▶ _Exercise aim_: Quote every item below verbatim, keeping each line's wording and order unchanged.

▶ _Pointing entries for labeled objects_:
= = =
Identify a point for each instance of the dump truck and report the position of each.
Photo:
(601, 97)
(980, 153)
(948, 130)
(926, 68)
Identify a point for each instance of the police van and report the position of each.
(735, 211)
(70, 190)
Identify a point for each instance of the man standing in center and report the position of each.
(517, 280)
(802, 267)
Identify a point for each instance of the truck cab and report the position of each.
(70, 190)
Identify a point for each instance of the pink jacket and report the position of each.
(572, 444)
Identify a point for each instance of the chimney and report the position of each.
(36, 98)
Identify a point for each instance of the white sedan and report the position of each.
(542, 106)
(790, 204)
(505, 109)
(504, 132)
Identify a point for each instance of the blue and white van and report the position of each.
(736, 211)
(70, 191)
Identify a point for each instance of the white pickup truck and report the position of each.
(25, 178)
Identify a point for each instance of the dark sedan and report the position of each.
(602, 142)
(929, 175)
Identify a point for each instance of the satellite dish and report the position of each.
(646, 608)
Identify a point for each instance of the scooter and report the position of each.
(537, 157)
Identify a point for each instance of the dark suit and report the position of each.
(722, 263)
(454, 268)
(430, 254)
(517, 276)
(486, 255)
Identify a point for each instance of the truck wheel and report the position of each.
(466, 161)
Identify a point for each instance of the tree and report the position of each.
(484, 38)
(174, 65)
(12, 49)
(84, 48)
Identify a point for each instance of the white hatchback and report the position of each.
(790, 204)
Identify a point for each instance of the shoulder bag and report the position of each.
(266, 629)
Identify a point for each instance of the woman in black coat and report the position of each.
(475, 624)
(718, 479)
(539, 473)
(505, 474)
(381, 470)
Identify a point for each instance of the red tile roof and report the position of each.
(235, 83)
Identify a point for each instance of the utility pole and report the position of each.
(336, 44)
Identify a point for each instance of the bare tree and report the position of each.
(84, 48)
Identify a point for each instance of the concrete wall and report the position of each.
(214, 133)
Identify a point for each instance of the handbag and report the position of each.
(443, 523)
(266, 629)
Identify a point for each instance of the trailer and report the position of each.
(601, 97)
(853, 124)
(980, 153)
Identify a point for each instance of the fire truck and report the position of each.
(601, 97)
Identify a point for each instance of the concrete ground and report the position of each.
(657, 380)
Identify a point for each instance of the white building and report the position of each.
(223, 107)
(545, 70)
= = =
▶ _Written answer_:
Identify a point for each instance of the dump truck and report the position of each.
Photo:
(601, 97)
(980, 153)
(948, 130)
(926, 68)
Identify a point for each instance of the police van and report the position of each.
(735, 211)
(70, 190)
Identify a point for each instance of the man standing in center and report the position of each.
(517, 280)
(802, 267)
Identify a point for each instance of the truck cab and report the position of each.
(70, 190)
Identify a point for each instance of the pink jacket and report the position of each.
(572, 444)
Identify a point for each instance of the chimney and report the position of each.
(36, 98)
Identify a point for each instance of the white sedan and report the position of each.
(542, 106)
(790, 204)
(505, 109)
(504, 132)
Identify a point for each instance of the blue and white van and report the position of each.
(736, 211)
(70, 191)
Identify a point for each instance of the white pickup truck and report the position of each.
(25, 178)
Identify a point for each instance of the dark sedan and report the position of each.
(602, 142)
(929, 175)
Identify a point for each instance of the satellite dish and report the position of each.
(646, 608)
Identify a point for each instance of the scooter and report the position of each.
(537, 157)
Identify a point for each instance of the dark suit and report the position of each.
(722, 263)
(454, 268)
(430, 254)
(517, 276)
(486, 255)
Identify a point for each instance of the truck wheel and report the position of each.
(466, 161)
Identify a point for each instance of the tree and report the position of each.
(484, 38)
(174, 65)
(12, 49)
(84, 48)
Identify a point for each instance of the white hatchback and report the position of each.
(790, 204)
Identify a point for each instance of the shoulder bag and report the position of each.
(266, 629)
Identify a point for each instance of the woman in black coat and report the position of each.
(475, 624)
(718, 479)
(539, 473)
(505, 474)
(381, 470)
Identify a point for each instance of the red tile roof and report the position of each.
(235, 83)
Identify a point for each instance of the utility pole and report the position of each.
(336, 44)
Identify a point for each instance of the bare tree and report the position of each.
(84, 48)
Identify a point for each instance of the concrete wall and report the position of each.
(214, 133)
Identify a point for each instance of the handbag and report the position of each.
(443, 523)
(266, 629)
Identify a point for each instance of the trailer and report the position of each.
(601, 97)
(853, 124)
(980, 153)
Identify a point for each instance of the fire truck and report the position of each.
(601, 97)
Identify a point for each instance of the concrete ground and report the position of each.
(657, 380)
Identify a point for each instance of the white building and report the position of each.
(223, 107)
(545, 70)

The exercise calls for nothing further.